* _WHAT IS BEING ASKED_: Copy out the stretch below from the line containing "search >> wall-mounted monitor" through the line containing "(65, 558), (161, 600)". Omit any pictures.

Excerpts of bounding box data:

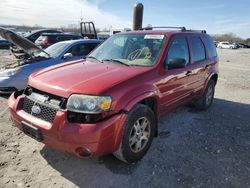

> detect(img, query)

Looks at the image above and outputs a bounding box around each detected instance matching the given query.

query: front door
[157,36,191,113]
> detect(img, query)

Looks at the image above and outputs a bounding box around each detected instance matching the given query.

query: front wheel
[113,104,156,163]
[195,79,215,110]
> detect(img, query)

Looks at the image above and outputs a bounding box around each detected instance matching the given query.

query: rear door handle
[186,70,192,76]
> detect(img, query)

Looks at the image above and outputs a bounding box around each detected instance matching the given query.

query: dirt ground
[0,49,250,188]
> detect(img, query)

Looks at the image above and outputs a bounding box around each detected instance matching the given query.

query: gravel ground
[0,49,250,188]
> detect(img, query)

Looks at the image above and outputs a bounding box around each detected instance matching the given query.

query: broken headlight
[67,94,112,114]
[0,68,21,77]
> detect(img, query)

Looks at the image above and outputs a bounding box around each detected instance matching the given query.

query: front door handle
[186,70,192,76]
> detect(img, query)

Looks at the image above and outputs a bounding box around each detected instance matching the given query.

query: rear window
[190,36,206,63]
[204,36,217,58]
[37,35,47,41]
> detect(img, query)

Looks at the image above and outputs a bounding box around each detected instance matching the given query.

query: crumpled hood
[0,27,47,57]
[28,60,150,97]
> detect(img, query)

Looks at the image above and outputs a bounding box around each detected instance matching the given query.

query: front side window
[166,36,189,64]
[190,37,206,63]
[89,34,165,66]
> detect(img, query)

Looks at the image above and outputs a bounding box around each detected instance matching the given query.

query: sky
[0,0,250,38]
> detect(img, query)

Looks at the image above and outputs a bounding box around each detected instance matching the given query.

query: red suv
[8,28,218,163]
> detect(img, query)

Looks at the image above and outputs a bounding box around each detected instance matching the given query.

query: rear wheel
[113,104,156,163]
[195,79,215,110]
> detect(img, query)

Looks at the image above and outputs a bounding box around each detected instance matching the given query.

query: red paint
[8,31,218,156]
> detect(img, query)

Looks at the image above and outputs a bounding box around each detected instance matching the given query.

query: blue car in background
[0,28,101,94]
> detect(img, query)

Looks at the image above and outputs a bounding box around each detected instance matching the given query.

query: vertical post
[133,3,143,30]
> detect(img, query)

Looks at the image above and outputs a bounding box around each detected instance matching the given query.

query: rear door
[188,35,209,93]
[157,35,190,112]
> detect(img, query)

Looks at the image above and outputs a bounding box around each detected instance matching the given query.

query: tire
[195,79,215,110]
[113,104,156,163]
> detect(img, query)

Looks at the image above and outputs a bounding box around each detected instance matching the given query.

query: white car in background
[217,42,238,49]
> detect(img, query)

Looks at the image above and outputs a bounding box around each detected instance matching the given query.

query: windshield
[38,42,69,57]
[89,34,165,66]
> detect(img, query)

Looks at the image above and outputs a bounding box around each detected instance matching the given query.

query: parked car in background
[214,41,219,47]
[0,28,101,94]
[218,42,238,49]
[8,27,218,163]
[239,43,250,48]
[35,33,83,49]
[0,38,11,49]
[10,29,61,59]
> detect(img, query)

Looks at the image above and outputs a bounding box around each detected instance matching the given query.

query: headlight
[0,67,21,77]
[67,94,112,114]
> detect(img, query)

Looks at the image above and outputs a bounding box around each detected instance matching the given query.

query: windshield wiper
[86,56,103,63]
[102,59,130,67]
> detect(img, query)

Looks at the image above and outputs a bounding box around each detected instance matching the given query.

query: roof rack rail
[140,26,186,31]
[186,29,207,33]
[140,26,207,33]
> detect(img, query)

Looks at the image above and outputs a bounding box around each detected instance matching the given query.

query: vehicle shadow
[40,99,250,187]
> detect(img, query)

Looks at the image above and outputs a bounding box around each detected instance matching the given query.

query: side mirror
[165,58,186,70]
[63,53,73,59]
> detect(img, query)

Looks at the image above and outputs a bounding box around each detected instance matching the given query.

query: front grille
[23,97,58,123]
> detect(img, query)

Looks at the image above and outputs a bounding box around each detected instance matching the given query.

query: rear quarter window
[204,36,217,58]
[190,36,206,63]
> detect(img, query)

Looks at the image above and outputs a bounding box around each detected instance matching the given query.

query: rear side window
[204,36,217,58]
[167,36,189,63]
[190,37,206,63]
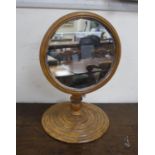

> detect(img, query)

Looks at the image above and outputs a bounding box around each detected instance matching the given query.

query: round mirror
[40,12,120,94]
[40,12,120,143]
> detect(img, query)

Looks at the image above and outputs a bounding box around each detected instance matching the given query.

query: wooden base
[42,103,109,143]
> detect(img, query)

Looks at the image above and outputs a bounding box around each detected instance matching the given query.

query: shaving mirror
[40,12,120,143]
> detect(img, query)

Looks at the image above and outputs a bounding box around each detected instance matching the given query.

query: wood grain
[17,103,138,155]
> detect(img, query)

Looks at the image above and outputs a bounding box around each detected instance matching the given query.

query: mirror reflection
[46,19,115,89]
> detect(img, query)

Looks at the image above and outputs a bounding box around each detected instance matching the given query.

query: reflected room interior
[46,18,115,89]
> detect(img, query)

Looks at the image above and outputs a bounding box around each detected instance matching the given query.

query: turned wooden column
[70,95,82,115]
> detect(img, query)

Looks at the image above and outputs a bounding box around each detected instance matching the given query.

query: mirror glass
[46,18,115,89]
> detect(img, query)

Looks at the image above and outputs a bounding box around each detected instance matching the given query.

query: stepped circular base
[42,103,109,143]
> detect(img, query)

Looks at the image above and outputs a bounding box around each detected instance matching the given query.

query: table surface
[16,103,138,155]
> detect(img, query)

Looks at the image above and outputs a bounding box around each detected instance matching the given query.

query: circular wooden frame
[40,12,121,95]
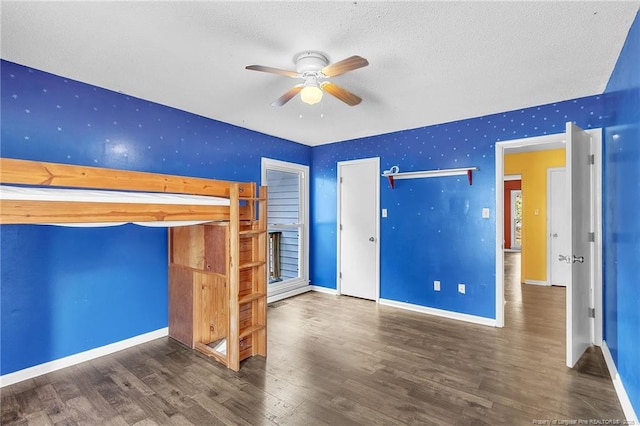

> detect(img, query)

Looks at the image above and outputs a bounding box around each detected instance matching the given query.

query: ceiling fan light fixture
[300,82,322,105]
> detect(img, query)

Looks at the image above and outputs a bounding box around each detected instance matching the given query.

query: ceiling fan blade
[271,84,304,106]
[245,65,300,78]
[322,55,369,77]
[320,81,362,106]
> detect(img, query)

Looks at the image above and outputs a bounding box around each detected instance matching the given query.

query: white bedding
[0,185,230,227]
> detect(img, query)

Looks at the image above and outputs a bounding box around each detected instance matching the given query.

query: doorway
[337,158,380,301]
[496,123,602,364]
[262,158,309,303]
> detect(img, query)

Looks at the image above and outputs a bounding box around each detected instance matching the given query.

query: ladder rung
[238,324,264,339]
[238,260,266,269]
[238,293,266,305]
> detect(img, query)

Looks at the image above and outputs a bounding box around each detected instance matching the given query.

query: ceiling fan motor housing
[294,51,329,76]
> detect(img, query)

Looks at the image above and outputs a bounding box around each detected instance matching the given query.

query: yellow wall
[504,149,565,282]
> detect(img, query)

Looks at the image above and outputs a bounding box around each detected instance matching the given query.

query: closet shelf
[382,167,478,189]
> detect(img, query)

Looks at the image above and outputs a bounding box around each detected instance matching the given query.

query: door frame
[547,167,567,288]
[501,174,522,252]
[261,157,311,303]
[336,157,380,303]
[495,129,603,346]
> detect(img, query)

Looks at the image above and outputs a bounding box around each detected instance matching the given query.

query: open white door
[559,123,592,368]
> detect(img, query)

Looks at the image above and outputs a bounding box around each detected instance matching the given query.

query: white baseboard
[524,280,549,286]
[309,285,338,296]
[602,340,640,425]
[0,327,169,387]
[378,299,496,327]
[267,285,312,303]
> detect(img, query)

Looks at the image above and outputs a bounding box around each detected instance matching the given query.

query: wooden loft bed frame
[0,158,256,224]
[0,158,267,371]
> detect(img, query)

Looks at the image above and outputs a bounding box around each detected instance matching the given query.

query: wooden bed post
[227,184,240,371]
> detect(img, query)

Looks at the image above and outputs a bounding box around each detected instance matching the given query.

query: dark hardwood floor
[1,256,624,425]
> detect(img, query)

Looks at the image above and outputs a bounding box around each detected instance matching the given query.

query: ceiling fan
[246,51,369,106]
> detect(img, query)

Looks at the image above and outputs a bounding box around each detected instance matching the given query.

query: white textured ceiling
[1,0,640,145]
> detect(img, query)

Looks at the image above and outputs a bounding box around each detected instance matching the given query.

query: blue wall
[311,95,615,318]
[0,61,311,374]
[603,10,640,415]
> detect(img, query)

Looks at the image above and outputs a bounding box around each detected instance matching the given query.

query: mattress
[0,185,230,227]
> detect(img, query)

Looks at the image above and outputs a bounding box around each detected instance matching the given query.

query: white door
[564,122,592,367]
[338,158,380,300]
[547,168,571,287]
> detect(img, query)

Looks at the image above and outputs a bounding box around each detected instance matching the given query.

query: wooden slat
[252,186,268,357]
[227,186,241,371]
[0,200,238,224]
[0,158,253,198]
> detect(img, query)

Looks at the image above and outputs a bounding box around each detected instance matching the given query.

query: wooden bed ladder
[227,184,267,371]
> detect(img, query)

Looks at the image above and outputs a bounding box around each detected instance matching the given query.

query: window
[262,158,309,300]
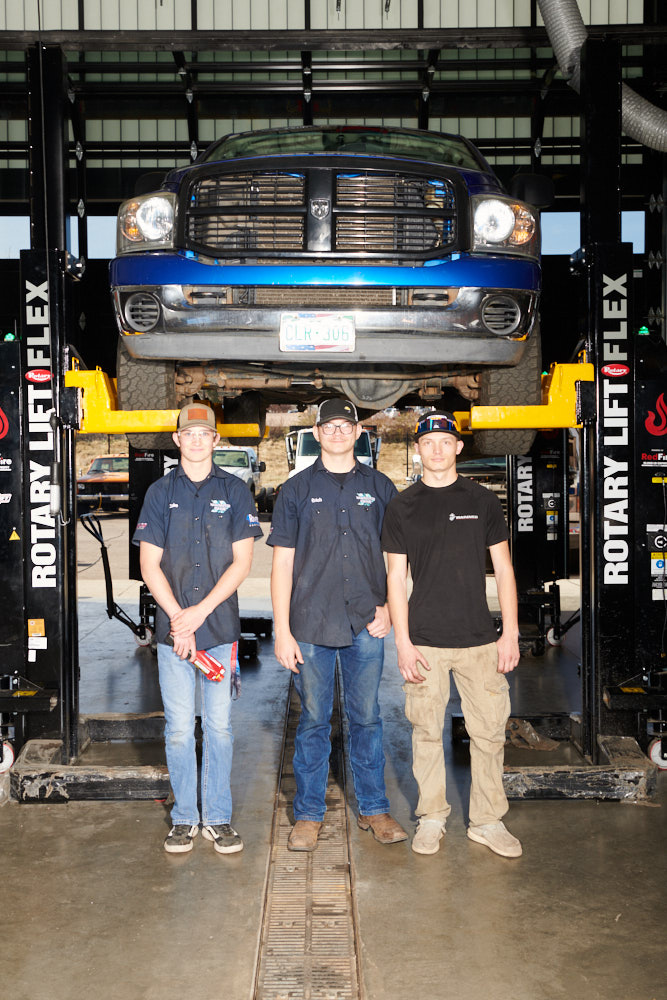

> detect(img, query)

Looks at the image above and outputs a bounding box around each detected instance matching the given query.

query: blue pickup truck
[110,126,547,454]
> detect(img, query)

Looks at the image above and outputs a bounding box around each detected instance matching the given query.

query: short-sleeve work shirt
[267,458,396,647]
[132,464,262,649]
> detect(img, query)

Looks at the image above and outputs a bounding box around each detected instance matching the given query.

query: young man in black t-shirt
[382,410,521,858]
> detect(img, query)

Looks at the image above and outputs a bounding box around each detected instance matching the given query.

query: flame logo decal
[644,392,667,437]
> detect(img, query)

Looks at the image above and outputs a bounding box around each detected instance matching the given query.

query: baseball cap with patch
[176,403,217,431]
[315,397,359,425]
[415,410,463,441]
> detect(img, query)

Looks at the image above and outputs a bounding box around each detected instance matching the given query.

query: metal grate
[253,684,359,1000]
[255,285,394,309]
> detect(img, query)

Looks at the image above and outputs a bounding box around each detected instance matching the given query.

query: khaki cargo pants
[403,642,510,826]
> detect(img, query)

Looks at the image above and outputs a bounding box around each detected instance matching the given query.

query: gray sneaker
[468,822,523,858]
[201,823,248,854]
[164,823,199,854]
[412,819,445,854]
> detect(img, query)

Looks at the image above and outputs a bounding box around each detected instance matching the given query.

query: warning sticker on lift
[646,524,667,601]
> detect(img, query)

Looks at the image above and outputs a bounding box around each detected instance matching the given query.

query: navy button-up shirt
[132,464,262,649]
[267,458,397,647]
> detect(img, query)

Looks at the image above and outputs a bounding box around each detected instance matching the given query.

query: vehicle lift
[0,40,667,802]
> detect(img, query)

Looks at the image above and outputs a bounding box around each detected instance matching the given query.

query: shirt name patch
[357,493,375,507]
[211,500,232,514]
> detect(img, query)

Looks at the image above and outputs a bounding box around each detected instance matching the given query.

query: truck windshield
[200,126,488,171]
[213,449,248,469]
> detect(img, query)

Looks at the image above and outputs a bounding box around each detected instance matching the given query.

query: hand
[172,632,197,660]
[396,642,431,684]
[169,604,207,637]
[366,604,391,639]
[496,632,521,674]
[273,632,303,674]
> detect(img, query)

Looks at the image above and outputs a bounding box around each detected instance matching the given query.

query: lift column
[575,39,637,763]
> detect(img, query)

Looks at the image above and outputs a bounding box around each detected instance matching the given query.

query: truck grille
[181,168,459,262]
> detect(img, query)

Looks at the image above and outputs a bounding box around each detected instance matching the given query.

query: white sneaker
[468,822,523,858]
[412,819,445,854]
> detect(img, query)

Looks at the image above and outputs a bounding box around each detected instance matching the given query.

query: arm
[170,538,255,638]
[489,542,521,674]
[387,552,431,684]
[139,542,197,660]
[271,545,303,674]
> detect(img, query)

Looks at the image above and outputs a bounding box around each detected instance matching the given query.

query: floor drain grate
[254,684,360,1000]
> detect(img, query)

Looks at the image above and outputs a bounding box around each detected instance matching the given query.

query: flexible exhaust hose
[537,0,667,153]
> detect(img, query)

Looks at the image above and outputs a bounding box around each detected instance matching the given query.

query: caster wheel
[134,625,153,646]
[646,739,667,771]
[547,628,563,646]
[0,743,14,774]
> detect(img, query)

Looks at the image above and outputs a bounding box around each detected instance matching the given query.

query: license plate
[280,313,355,354]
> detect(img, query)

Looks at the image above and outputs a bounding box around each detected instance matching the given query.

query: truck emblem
[310,198,331,220]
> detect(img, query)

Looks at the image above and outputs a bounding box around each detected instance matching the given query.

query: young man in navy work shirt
[382,410,521,858]
[133,402,262,854]
[268,399,407,851]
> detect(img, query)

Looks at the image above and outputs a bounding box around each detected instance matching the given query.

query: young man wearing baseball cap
[382,410,521,858]
[132,402,262,854]
[267,399,407,851]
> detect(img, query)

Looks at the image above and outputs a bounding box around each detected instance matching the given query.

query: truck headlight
[116,192,176,253]
[473,196,540,257]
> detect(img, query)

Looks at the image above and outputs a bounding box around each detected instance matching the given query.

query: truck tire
[116,341,178,451]
[224,392,266,446]
[472,323,542,455]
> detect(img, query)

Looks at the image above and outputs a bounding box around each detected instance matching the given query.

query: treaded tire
[468,323,542,455]
[224,392,266,447]
[116,341,178,451]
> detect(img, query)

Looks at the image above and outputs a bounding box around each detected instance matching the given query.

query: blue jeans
[294,628,389,821]
[157,643,234,826]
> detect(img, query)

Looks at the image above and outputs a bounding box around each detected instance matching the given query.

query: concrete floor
[0,519,667,1000]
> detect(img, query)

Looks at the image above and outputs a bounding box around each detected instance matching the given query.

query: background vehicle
[213,445,266,496]
[76,455,130,511]
[285,427,382,479]
[110,126,549,454]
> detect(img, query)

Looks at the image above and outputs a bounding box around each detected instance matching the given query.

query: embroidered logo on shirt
[211,500,232,514]
[357,493,375,507]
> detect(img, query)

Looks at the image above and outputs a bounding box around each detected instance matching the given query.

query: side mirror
[508,174,555,208]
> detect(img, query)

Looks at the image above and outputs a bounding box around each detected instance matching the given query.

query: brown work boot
[357,813,408,844]
[287,819,322,851]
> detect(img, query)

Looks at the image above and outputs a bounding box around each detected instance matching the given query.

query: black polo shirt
[132,463,262,649]
[267,458,396,647]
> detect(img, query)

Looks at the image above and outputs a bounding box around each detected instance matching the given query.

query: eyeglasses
[178,429,215,441]
[415,413,459,436]
[320,420,354,434]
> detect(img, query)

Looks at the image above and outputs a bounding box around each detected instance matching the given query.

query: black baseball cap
[315,396,359,426]
[415,410,463,441]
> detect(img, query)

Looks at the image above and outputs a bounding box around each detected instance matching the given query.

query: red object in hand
[189,649,225,681]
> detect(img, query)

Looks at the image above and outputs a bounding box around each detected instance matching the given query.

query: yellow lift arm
[65,368,260,437]
[65,361,594,437]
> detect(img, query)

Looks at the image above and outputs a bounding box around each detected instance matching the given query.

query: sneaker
[201,823,248,854]
[468,823,523,858]
[412,819,445,854]
[164,823,199,854]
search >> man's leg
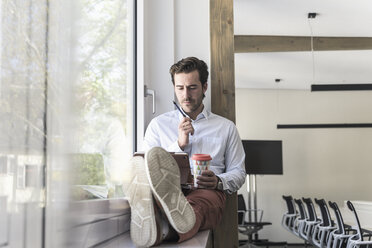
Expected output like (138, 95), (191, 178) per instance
(145, 147), (195, 233)
(178, 189), (226, 242)
(123, 156), (159, 247)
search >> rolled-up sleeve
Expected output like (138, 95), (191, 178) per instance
(218, 125), (246, 194)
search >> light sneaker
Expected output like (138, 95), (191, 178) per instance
(123, 156), (158, 247)
(145, 147), (195, 233)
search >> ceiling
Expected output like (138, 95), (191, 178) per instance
(234, 0), (372, 90)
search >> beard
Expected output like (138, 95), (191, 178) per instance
(182, 97), (203, 114)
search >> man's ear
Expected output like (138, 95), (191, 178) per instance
(203, 83), (208, 93)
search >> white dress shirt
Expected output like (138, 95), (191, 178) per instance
(143, 108), (246, 193)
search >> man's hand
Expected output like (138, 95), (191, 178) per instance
(178, 117), (194, 151)
(197, 170), (218, 189)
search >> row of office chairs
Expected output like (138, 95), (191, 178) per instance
(282, 196), (372, 248)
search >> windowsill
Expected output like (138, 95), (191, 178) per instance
(63, 198), (130, 247)
(100, 230), (211, 248)
(69, 198), (130, 226)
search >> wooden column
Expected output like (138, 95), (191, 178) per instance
(210, 0), (238, 248)
(210, 0), (235, 122)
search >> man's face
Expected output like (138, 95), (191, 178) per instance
(174, 70), (208, 117)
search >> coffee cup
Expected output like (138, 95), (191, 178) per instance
(191, 154), (212, 188)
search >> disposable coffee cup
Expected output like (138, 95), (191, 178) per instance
(191, 154), (212, 188)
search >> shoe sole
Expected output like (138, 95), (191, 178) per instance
(145, 147), (195, 233)
(123, 156), (157, 247)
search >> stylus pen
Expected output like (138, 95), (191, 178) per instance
(173, 101), (186, 117)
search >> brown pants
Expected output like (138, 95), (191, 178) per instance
(178, 189), (226, 242)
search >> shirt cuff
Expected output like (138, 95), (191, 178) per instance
(167, 140), (184, 152)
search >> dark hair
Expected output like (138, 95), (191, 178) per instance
(169, 57), (209, 86)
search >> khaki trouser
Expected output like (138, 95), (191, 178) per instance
(178, 189), (226, 242)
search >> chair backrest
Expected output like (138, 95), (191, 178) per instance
(283, 195), (296, 214)
(238, 194), (247, 224)
(294, 199), (307, 220)
(302, 197), (317, 221)
(346, 201), (363, 241)
(314, 198), (332, 226)
(328, 201), (346, 234)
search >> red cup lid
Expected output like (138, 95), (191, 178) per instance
(191, 154), (212, 161)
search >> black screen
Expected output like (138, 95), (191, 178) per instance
(243, 140), (283, 175)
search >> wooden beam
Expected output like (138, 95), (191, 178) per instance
(209, 0), (235, 122)
(209, 0), (239, 248)
(234, 35), (372, 53)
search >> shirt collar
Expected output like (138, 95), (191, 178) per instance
(177, 106), (211, 121)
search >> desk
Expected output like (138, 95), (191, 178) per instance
(340, 201), (372, 235)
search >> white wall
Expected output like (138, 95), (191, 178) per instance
(174, 0), (211, 110)
(236, 89), (372, 242)
(137, 0), (211, 147)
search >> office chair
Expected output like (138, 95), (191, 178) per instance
(282, 195), (298, 232)
(293, 199), (307, 238)
(238, 194), (271, 242)
(327, 201), (356, 248)
(300, 197), (320, 243)
(312, 198), (336, 248)
(346, 201), (372, 248)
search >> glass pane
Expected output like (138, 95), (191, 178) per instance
(71, 0), (133, 200)
(0, 0), (47, 247)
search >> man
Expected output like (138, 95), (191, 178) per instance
(124, 57), (246, 246)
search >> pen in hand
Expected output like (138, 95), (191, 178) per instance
(173, 101), (186, 117)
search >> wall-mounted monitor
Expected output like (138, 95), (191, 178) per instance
(242, 140), (283, 175)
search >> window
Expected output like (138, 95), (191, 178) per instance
(0, 0), (135, 247)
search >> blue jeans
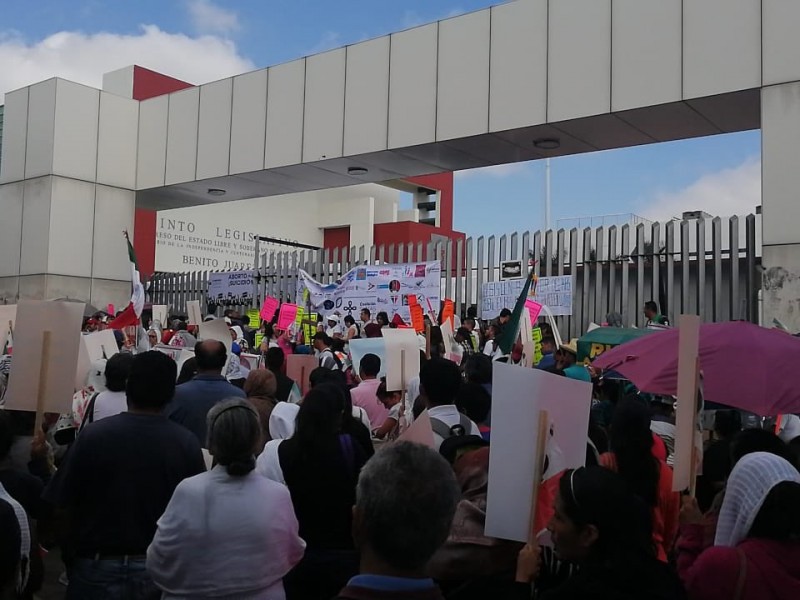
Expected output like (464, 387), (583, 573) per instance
(65, 558), (161, 600)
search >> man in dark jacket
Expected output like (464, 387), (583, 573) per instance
(338, 442), (461, 600)
(165, 340), (246, 448)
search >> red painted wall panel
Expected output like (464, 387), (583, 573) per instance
(322, 226), (350, 249)
(133, 65), (194, 100)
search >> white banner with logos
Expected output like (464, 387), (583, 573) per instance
(481, 275), (572, 319)
(207, 271), (253, 306)
(297, 261), (442, 323)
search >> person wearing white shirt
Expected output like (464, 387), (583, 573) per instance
(419, 358), (481, 450)
(147, 399), (306, 600)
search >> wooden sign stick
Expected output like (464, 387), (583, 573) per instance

* _FULL RESPONSE_:
search >> wall-mounted monitor
Expected output like (138, 95), (191, 178) per instance
(242, 140), (283, 175)
search >> window
Expected output like (138, 95), (191, 178) per instance
(0, 0), (135, 247)
search >> blue jeans
Expected output like (464, 387), (583, 573) per instance
(65, 558), (161, 600)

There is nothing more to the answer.